Study Confirms Benefits of Tight Blood Pressure Control

A recent review of evidence finds that intensive blood pressure treatment reduces risk for heart attack and stroke.

Until recently, guidelines recommended that patients with heart disease, kidney disease, diabetes or a history of stroke achieve blood pressure levels of 130/85 mmHg. Having high blood pressure significantly increases risk for heart events. Tight blood pressure control is key to preventing heart events, especially for those with increased cardiovascular risk.

However, some studies found that tighter blood pressure control provides little or no benefit for high risk patients. In response, guidelines have since reversed previous recommendations, raising target blood pressure levels to 140/90 mmHg in high risk populations. Additionally, some guidelines further raised target blood pressure levels to 150/90 mmHg in adults over 60. But there’s still disagreement over the risks and benefits of tight blood pressure control in these populations.

To help settle the debate, a recent study published in The Lancet analyzed past trials that compared intensive versus less intensive blood pressure-lowering treatments. Researchers analyzed 19 trials. Nearly 45,000 patients were included in these studies and were followed for an average of 3.8 years.

◆ **Exercise prompt**
Please sum up the passage on tight blood pressure control in two sentences.

◆ **Collected material**
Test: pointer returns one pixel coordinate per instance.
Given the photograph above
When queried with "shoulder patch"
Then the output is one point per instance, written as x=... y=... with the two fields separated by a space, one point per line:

◆ **Written answer**
After some studies found little or no benefit from tighter control for high risk patients, guidelines raised blood pressure targets from 130/85 mmHg to 140/90 mmHg for high risk populations, and some raised them to 150/90 mmHg for adults over 60, though disagreement over the risks and benefits remains. A recent review of evidence finds that intensive treatment reduces risk for heart attack and stroke, and a study in The Lancet analyzed 19 trials comparing intensive and less intensive treatment in nearly 45,000 patients followed for an average of 3.8 years.